+++ DATA SUPPLIED +++

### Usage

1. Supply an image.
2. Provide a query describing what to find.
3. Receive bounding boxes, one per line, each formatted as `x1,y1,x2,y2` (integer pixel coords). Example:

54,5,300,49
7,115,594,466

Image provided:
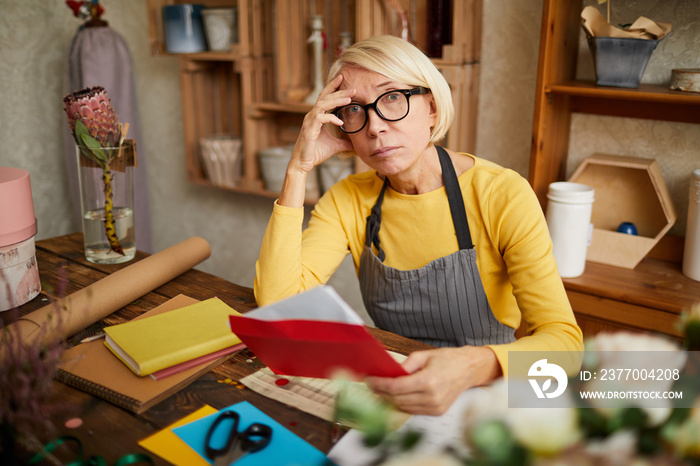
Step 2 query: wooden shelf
544,81,700,123
147,0,482,203
529,0,700,339
253,102,313,115
164,45,243,62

+++

◆ WHAT THE TASK ASKS ◆
Please reproduce the listing with every "query" swapped for "prompt" and nothing else altered, leaving out the pictures.

◆ COMPLETED EXERCISE ◆
### Usage

1. Supply an image.
2. Provide a prompt describing what to find.
3. Receive bounding boxes, one per line, each formatted as `x1,y1,x2,y2` (integer pixel coords). Example:

54,5,300,49
7,115,594,466

Image provided:
Step 2 prompt: wooden shelf
544,81,700,123
147,0,482,203
529,0,700,339
253,102,313,115
164,45,243,62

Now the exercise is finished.